What the exercise asks: In the episode description, what are the two options in the "false dichotomy" people are handed?

Text:
◇ ◇ ◇ ◇ ◇ ◇ ◇
It’s not a disease. You’re not a bad person. You’re confused. That’s it.

What drives someone to seek a life without the labels of “addict” or “alcoholic”? This episode of The Freedom Model for Addictions tackles one of the most heated questions in recovery circles: is addiction a disease or a moral failure? Mark Sheeran and Michelle Dunbar argue it’s neither. They challenge the familiar story that people drink or use because they’re sick, weak, or spiritually broken, pointing out how the disease model and 12-step ideas are tangled up with moral judgement.

As Mark puts it bluntly, “The disease concept is a moral concept because it’s pseudoscience… really what they’re saying is, you’re weak.” You’ll hear them break down the “false dichotomy” people are handed: either you’re powerless with a disease, or you’re a bad person lacking willpower. They insist both miss the mark. Instead, substance use is framed as a set of choices driven by personal reasons and interpretations, not by an external force inside the bottle or pill.

“There is no such thing as willpower… there are just choices that people are making,” Mark explains. Michelle shares her own journey from decades in AA, judging all drinking as “evil”, to later moderating and finding alcohol “really not a big deal”. Together they use everyday examples — from binge-drinking students to people who take prescribed opiates and stop without fuss — to show how behaviour changes as people simply change their minds.

For anyone tired of feeling broken, labelled, or stuck in endless recovery, this conversation offers a stark alternative: “It’s not a disease. You’re not a bad person. You’re confused. That’s it.” The episode is aimed at people questioning traditional treatment, curious about moderation, or wanting to shed the shame-heavy identity that often comes with addiction stories.

If you’ve ever wondered whether you *have* to see yourself as powerless or defective to move on, this one might push you to rethink the whole picture.
◇ ◇ ◇ ◇ ◇ ◇ ◇
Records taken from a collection
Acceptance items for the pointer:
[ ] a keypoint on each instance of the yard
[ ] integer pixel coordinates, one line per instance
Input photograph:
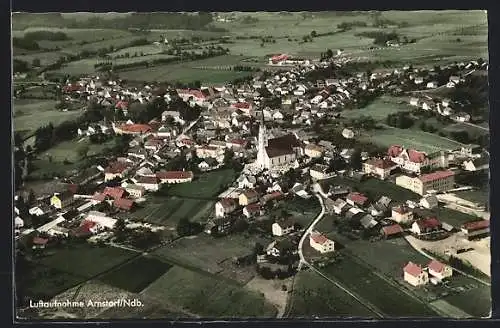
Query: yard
(136, 275)
(314, 296)
(167, 211)
(380, 108)
(374, 188)
(362, 280)
(207, 254)
(410, 138)
(30, 114)
(207, 296)
(91, 261)
(207, 185)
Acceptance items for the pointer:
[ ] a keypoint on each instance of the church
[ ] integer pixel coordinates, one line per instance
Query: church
(276, 152)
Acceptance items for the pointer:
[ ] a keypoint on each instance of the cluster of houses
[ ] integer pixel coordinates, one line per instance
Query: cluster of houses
(434, 272)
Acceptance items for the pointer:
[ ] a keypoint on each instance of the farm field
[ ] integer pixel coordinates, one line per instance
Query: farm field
(380, 108)
(393, 302)
(167, 211)
(127, 278)
(183, 74)
(315, 296)
(477, 196)
(91, 260)
(409, 138)
(208, 296)
(374, 188)
(30, 114)
(206, 185)
(194, 252)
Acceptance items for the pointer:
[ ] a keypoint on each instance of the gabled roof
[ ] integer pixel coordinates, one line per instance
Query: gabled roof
(413, 269)
(436, 266)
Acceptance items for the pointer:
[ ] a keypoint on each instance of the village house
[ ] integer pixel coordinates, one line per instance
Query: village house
◇ ◇ ◇ ◇ ◇ ◇ ◇
Task result: Either you're powerless with a disease, or you're a bad person lacking willpower.